What you are asked to do -> Reproduce the listing verbatim.

Material ->
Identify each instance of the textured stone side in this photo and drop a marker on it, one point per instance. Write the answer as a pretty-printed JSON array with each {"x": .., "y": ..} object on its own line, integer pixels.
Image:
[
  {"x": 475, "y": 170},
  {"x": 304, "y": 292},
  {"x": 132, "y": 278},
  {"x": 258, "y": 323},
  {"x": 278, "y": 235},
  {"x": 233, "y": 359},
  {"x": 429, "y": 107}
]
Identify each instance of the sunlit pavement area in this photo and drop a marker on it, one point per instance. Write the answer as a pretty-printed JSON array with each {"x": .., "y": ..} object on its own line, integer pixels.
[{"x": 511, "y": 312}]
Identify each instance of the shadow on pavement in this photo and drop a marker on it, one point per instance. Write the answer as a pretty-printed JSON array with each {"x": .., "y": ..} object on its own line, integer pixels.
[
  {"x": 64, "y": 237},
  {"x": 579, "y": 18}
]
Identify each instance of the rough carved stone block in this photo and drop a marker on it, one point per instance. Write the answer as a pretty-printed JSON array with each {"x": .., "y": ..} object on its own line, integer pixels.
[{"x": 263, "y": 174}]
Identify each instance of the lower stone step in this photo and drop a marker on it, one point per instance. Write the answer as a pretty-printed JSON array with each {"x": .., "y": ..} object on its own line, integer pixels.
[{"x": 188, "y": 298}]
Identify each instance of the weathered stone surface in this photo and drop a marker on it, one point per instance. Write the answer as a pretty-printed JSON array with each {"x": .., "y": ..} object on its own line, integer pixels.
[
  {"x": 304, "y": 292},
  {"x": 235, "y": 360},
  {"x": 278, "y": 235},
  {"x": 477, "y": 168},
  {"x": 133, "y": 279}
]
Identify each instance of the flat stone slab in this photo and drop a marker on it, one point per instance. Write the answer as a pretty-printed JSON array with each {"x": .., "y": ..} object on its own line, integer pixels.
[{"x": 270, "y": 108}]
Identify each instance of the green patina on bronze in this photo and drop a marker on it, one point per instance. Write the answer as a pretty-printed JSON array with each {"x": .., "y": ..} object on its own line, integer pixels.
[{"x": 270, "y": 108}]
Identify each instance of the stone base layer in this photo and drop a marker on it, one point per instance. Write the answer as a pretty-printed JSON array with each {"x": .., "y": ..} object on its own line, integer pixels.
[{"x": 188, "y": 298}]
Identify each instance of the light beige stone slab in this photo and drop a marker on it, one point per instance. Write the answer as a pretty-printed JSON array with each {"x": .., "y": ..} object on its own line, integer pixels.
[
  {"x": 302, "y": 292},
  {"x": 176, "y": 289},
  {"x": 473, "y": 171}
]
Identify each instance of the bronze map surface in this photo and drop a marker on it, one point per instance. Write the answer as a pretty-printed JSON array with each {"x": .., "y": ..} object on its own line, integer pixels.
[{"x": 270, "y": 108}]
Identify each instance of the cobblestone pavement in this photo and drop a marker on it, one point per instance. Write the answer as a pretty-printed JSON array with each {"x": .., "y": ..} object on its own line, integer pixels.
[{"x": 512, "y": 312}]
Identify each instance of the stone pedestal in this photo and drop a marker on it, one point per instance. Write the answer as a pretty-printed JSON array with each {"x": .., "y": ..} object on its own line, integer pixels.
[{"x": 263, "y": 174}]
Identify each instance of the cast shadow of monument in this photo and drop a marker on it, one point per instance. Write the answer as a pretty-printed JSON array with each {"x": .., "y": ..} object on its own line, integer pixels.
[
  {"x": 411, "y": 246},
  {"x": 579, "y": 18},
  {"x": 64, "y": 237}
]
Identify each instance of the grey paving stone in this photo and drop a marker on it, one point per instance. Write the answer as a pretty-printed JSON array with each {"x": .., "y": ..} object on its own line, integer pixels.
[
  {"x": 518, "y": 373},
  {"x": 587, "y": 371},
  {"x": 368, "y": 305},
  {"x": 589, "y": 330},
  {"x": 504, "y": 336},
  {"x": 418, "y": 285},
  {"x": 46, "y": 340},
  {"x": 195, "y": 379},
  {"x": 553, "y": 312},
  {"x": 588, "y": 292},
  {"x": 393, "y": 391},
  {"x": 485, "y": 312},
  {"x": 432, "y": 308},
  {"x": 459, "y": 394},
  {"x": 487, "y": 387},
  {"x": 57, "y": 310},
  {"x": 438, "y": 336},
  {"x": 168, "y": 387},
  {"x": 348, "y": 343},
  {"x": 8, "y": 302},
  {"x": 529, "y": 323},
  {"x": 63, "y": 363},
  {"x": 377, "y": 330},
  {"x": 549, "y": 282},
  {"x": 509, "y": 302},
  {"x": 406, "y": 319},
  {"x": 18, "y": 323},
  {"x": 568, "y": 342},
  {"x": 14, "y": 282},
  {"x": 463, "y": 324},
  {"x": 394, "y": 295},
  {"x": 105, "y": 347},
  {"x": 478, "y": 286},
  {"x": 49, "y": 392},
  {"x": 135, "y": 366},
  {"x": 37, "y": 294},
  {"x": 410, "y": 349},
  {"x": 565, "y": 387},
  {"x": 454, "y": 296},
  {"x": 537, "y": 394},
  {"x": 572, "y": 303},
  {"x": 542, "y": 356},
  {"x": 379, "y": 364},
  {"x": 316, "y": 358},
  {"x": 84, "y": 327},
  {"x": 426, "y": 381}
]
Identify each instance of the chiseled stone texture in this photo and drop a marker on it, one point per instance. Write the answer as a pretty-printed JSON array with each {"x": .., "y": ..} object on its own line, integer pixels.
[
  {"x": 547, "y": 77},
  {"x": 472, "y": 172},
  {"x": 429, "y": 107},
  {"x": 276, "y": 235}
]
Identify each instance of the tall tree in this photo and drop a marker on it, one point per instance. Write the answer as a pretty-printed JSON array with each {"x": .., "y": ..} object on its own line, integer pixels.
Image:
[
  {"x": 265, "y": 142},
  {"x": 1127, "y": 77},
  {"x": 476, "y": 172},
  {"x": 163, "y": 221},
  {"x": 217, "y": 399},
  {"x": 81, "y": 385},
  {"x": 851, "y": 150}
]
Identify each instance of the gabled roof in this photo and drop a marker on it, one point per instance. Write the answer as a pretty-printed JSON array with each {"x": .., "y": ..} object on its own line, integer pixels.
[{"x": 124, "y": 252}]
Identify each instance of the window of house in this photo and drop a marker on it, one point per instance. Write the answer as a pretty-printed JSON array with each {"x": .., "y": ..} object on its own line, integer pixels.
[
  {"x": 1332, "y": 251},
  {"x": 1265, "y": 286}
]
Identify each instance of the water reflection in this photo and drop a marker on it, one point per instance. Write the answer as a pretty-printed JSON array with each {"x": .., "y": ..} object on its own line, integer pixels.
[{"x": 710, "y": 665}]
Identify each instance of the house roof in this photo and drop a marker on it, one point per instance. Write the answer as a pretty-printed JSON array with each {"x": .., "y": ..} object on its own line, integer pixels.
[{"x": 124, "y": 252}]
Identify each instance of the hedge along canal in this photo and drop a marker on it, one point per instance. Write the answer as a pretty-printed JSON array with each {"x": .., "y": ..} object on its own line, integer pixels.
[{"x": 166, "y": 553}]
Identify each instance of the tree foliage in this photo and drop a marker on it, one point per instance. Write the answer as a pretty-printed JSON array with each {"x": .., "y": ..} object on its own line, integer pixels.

Response ->
Identify each instance of the textured stone side in this photo and drop a marker on it, one point per instance. Write the answer as a pretty-printed JSON array with each {"x": .., "y": ..} object on its own line, integer pixels.
Image:
[
  {"x": 475, "y": 170},
  {"x": 304, "y": 292},
  {"x": 132, "y": 278},
  {"x": 258, "y": 323},
  {"x": 278, "y": 235},
  {"x": 233, "y": 359},
  {"x": 429, "y": 107}
]
Identify each instance of the sunlit pavement area in this photo and drop a marker on it, one point per instance. Write the answer as a pretty-printed JSON array with each {"x": .., "y": ..} object on its own line, integer pixels.
[{"x": 511, "y": 312}]
Identify each instance of the shadow on pavement in this photo and drop a marker on it, one point per instance. Write the answer as a pretty-printed JSON array with each {"x": .., "y": ..} object on its own line, integer pixels.
[
  {"x": 64, "y": 237},
  {"x": 579, "y": 18}
]
Identify each instance of the rough carved stone block in this photo and drop a marker on it, one point per instance. Write the answer as a pretty-printed JSON array with each {"x": .., "y": ..} object on its own line, integer pixels.
[{"x": 263, "y": 174}]
Identify each instance of the lower stone step in this photo and drop a marker on it, one point per instance. Write the answer as a pretty-printed JSON array with each {"x": .., "y": ..} object on its own line, integer pixels.
[{"x": 188, "y": 298}]
Identify each instance of the weathered stone surface in this photo and drop a marker on it, one point per instance. Write the answer as a pretty-printed JSON array with each {"x": .., "y": ..} object on its own line, integer pixels.
[
  {"x": 304, "y": 292},
  {"x": 235, "y": 360},
  {"x": 278, "y": 235},
  {"x": 477, "y": 168},
  {"x": 133, "y": 279}
]
Identify each instance of the flat stone slab in this photo and drop a marker on it, one point per instance. Write the answer as a pretty-printed JSON array with each {"x": .., "y": ..} object on its own line, integer pixels.
[{"x": 270, "y": 108}]
Identify each instance of the green patina on bronze in this photo and drop a marker on it, one point per instance. Write the answer as a pretty-printed JSON array with each {"x": .., "y": ..} object on its own line, integer pixels.
[{"x": 270, "y": 108}]
Identify each instance of the stone base layer in this photo and drop a marker on it, one point per instance. Write the answer as a pretty-printed JSON array with each {"x": .., "y": ..} object on its own line, integer pixels.
[{"x": 188, "y": 298}]
Identify each instance of the light beige stone slab in this photo and drop a marker on it, one point per instance. Write the answer as a pretty-printed JSON array with each {"x": .., "y": ..} object on its own line, integer pixels.
[
  {"x": 302, "y": 292},
  {"x": 176, "y": 289},
  {"x": 473, "y": 171}
]
Identify each instance of the bronze map surface in this photo and drop a marker on it, one point per instance. Write the answer as a pretty-printed JSON array with each {"x": .., "y": ..} object on its own line, integer pixels.
[{"x": 270, "y": 108}]
Identify each instance of the cobblestone pavement in this photo and drop a marker on it, one point per instance. Write the answer as a pretty-printed JSON array with each {"x": .., "y": ..} object on its own line, integer pixels.
[{"x": 512, "y": 312}]
Identify each instance of the stone pedestal in this photo and drop a marker on it, one point per instance. Write the answer as a pretty-printed JSON array with each {"x": .., "y": ..} object on its own line, integer pixels.
[{"x": 263, "y": 174}]
Identify each instance of the cast shadow of monument in this photo and drop a marker on it, one point per instance. Write the answer as a pretty-printed JSON array with each {"x": .., "y": ..} object on its own line, integer pixels.
[
  {"x": 411, "y": 246},
  {"x": 579, "y": 18},
  {"x": 64, "y": 237}
]
Identify each instance of the grey paving stone in this photo and drop a marker on it, one point per instance. Write the answer as a pretty-printed JSON array with each {"x": .., "y": ..} object on its own line, integer pixels.
[
  {"x": 518, "y": 373},
  {"x": 587, "y": 371},
  {"x": 368, "y": 305},
  {"x": 589, "y": 330},
  {"x": 504, "y": 336},
  {"x": 418, "y": 285},
  {"x": 46, "y": 340},
  {"x": 195, "y": 379},
  {"x": 553, "y": 312},
  {"x": 588, "y": 292},
  {"x": 393, "y": 391},
  {"x": 485, "y": 312},
  {"x": 432, "y": 308},
  {"x": 459, "y": 394},
  {"x": 487, "y": 387},
  {"x": 57, "y": 310},
  {"x": 438, "y": 336},
  {"x": 168, "y": 387},
  {"x": 348, "y": 343},
  {"x": 8, "y": 302},
  {"x": 529, "y": 323},
  {"x": 63, "y": 363},
  {"x": 377, "y": 330},
  {"x": 549, "y": 282},
  {"x": 509, "y": 302},
  {"x": 406, "y": 319},
  {"x": 18, "y": 323},
  {"x": 568, "y": 342},
  {"x": 14, "y": 282},
  {"x": 463, "y": 324},
  {"x": 394, "y": 295},
  {"x": 105, "y": 347},
  {"x": 478, "y": 286},
  {"x": 49, "y": 392},
  {"x": 135, "y": 366},
  {"x": 37, "y": 294},
  {"x": 410, "y": 349},
  {"x": 565, "y": 387},
  {"x": 454, "y": 296},
  {"x": 537, "y": 394},
  {"x": 572, "y": 303},
  {"x": 542, "y": 356},
  {"x": 379, "y": 364},
  {"x": 316, "y": 358},
  {"x": 84, "y": 327},
  {"x": 426, "y": 381}
]
Identify each instance of the chiseled stone texture in this photo and drop a marker on it, one point per instance. Write the answer as a pretty-printed JSON array with each {"x": .., "y": ..} object on its own line, integer pixels.
[
  {"x": 547, "y": 77},
  {"x": 472, "y": 172},
  {"x": 429, "y": 107},
  {"x": 276, "y": 235}
]
Identify each instance of the tall tree in this photo and drop a marker on it, one point per instance. Write the answer as a pretty-printed JSON array with each {"x": .., "y": ..} object on its own line, integer pixels.
Image:
[
  {"x": 265, "y": 142},
  {"x": 1127, "y": 77},
  {"x": 476, "y": 172},
  {"x": 163, "y": 221},
  {"x": 217, "y": 399},
  {"x": 81, "y": 385},
  {"x": 851, "y": 150}
]
Identify each instance of the gabled roof in this photo and drop a marker on it, one point per instance. Write the answer as a pretty-printed JSON array with each {"x": .., "y": ..} object on its own line, integer pixels.
[{"x": 124, "y": 252}]
Identify each instance of the window of house in this photo and drop a marker on it, one point per instance. Write the answer as a pretty-printed JSON array with each {"x": .., "y": ..} object on its own line, integer pixels.
[
  {"x": 1332, "y": 251},
  {"x": 1265, "y": 286}
]
Identify each instance of the water reflection in this photo and drop a marker on it, one point per instance. Write the answer as a pretty-printed JSON array with each {"x": .., "y": ..} object on its own line, integer pixels.
[{"x": 710, "y": 665}]
Identify each instance of the house roof in this photo and drop a marker on it, one point per instance. Write the answer as a pretty-printed JSON array with each {"x": .., "y": ..} object on its own line, integer pixels.
[{"x": 124, "y": 252}]
Identify each instance of the hedge along canal in this photo and drop a marker on it, one point per instance. Write the answer as a pretty-printed JSON array with each {"x": .., "y": ..} object on its own line, integer pixels.
[{"x": 166, "y": 553}]
Identify each instance of the tree foliage in this photo and drop a marker on it, one point per instance. Write the answer as a pretty-printed JSON array with each {"x": .., "y": ..} object on its own line, integer pixels.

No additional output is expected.